Pointing dataset records:

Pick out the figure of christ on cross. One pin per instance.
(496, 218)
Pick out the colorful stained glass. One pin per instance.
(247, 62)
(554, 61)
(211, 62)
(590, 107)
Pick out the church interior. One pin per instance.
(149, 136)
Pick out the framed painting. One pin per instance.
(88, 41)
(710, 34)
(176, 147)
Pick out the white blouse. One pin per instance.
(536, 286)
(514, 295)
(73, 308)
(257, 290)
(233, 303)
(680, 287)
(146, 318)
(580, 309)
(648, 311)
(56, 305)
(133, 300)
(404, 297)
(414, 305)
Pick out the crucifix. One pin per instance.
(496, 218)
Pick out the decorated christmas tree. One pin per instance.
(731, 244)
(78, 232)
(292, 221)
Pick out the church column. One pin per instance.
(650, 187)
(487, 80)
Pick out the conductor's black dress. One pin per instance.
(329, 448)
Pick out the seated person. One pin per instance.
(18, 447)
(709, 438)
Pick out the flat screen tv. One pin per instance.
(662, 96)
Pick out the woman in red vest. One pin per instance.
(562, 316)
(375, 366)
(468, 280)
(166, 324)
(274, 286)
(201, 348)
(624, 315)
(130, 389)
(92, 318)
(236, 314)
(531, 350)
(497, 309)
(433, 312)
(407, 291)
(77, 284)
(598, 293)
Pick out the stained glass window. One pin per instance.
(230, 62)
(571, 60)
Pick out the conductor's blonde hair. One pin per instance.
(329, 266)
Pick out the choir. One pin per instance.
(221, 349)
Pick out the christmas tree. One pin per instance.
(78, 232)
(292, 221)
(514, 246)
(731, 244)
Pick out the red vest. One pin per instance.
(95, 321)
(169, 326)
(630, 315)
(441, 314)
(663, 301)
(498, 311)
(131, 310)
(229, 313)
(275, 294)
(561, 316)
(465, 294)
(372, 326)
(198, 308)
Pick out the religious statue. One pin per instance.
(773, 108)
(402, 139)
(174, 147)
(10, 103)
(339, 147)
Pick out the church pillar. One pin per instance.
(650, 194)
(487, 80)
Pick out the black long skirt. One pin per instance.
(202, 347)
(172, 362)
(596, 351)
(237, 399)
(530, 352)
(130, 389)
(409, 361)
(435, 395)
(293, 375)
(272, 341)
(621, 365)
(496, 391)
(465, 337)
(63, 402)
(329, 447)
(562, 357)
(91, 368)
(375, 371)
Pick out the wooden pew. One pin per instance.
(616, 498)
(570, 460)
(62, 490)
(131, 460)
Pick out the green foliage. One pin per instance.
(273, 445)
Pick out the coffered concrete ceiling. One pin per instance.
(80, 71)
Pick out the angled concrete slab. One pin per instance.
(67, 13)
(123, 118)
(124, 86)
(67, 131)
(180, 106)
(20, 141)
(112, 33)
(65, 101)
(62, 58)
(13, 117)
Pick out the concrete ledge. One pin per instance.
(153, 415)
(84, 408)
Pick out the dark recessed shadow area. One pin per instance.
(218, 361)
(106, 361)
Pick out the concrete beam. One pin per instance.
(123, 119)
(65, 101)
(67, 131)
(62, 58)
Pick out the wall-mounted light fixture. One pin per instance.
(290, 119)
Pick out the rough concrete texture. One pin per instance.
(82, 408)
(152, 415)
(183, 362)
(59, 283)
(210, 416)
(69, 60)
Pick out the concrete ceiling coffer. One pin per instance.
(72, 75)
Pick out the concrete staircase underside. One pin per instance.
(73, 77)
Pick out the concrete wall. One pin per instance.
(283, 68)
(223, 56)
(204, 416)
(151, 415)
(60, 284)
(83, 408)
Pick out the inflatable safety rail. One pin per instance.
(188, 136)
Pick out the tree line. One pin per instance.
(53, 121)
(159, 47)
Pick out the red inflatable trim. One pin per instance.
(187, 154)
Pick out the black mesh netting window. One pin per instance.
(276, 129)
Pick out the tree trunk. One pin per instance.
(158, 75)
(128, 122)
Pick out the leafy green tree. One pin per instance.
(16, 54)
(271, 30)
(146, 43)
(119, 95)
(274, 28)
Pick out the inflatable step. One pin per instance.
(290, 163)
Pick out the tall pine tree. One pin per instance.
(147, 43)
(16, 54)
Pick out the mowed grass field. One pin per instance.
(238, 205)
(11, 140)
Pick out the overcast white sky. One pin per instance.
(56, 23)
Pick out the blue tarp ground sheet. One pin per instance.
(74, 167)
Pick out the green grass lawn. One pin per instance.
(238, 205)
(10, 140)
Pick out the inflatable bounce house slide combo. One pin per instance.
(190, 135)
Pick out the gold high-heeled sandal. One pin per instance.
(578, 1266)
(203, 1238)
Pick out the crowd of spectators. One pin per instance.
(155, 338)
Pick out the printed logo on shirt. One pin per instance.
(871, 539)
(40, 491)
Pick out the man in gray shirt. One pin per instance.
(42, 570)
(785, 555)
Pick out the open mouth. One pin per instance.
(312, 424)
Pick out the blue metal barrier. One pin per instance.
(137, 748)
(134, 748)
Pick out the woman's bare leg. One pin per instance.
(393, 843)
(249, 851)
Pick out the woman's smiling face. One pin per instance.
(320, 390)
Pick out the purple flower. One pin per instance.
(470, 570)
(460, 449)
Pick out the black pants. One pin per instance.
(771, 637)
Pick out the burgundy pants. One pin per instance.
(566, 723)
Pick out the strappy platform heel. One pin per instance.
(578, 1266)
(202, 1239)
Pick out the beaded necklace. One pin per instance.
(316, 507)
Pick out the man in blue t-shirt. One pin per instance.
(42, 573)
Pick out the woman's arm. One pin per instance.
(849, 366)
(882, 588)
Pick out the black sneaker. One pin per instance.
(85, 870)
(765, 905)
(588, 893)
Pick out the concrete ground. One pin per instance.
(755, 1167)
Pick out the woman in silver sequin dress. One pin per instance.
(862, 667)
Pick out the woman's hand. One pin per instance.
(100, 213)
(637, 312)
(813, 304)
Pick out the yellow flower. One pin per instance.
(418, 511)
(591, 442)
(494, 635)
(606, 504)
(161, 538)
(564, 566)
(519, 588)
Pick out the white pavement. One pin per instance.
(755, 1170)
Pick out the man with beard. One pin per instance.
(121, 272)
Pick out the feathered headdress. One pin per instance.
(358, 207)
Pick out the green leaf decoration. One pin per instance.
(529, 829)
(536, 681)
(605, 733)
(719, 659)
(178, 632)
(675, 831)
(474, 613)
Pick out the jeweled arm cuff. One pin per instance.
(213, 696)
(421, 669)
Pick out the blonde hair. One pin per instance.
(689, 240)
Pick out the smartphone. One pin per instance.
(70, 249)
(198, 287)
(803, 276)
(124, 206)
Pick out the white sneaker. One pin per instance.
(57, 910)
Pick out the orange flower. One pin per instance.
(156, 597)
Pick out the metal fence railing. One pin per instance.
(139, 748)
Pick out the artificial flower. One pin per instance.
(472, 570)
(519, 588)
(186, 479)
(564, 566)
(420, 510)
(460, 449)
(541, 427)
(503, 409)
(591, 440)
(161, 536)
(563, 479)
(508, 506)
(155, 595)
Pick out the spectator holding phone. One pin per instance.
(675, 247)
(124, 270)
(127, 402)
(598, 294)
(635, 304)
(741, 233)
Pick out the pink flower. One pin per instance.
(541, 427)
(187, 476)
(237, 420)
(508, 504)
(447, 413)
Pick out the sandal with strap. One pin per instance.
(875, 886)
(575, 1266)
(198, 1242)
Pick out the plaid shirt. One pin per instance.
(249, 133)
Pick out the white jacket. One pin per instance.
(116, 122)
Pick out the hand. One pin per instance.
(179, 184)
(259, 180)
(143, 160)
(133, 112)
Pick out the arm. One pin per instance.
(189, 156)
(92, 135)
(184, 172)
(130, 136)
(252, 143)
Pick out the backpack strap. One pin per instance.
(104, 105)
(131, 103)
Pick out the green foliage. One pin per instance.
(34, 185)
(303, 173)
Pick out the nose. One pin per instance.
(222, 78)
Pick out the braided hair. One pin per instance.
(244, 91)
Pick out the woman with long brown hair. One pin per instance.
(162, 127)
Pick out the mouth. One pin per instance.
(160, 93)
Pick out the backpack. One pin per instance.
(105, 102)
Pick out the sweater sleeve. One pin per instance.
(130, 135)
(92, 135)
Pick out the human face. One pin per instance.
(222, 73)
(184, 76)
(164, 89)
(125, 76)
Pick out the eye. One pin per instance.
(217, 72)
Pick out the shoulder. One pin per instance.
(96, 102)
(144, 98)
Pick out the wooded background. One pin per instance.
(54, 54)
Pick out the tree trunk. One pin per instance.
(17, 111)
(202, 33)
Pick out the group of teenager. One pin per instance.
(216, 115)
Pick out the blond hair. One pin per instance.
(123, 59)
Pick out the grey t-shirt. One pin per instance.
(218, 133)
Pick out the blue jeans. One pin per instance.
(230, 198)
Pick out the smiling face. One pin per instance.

--- BRIEF ---
Copy exactly, and only, the lines from the one containing "Pick out the backpack strap." through the last line of the listing.

--- ANSWER TO THE PROBLEM ---
Pick out the backpack strap. One pin per instance.
(104, 105)
(131, 103)
Pick out the green foliage. One pin per instance.
(34, 185)
(303, 173)
Pick out the nose. One pin per instance.
(222, 78)
Pick out the braided hair. One pin per instance.
(244, 91)
Pick out the woman with long brown hair. One pin per instance.
(162, 127)
Pick out the mouth. One pin per instance.
(160, 93)
Pick out the backpack. One pin per instance.
(105, 102)
Pick out the sweater sleeve. One pin per instance.
(130, 135)
(92, 135)
Pick out the human face. One pin per instance.
(222, 73)
(184, 76)
(164, 89)
(125, 76)
Pick out the eye. One pin per instance.
(217, 72)
Pick out the shoulder. One pin per instance.
(96, 102)
(144, 98)
Pick out the wooded background. One pin per instance.
(54, 54)
Pick out the tree trunk. One pin per instance.
(17, 111)
(202, 33)
Pick out the group of teenager. One pin per instance.
(216, 115)
Pick out the blond hair. One pin per instance.
(123, 59)
Pick out the grey t-shirt. One pin per instance.
(218, 133)
Pick out the blue jeans. One pin per instance.
(230, 198)
Pick out the smiling face. One pin per instance.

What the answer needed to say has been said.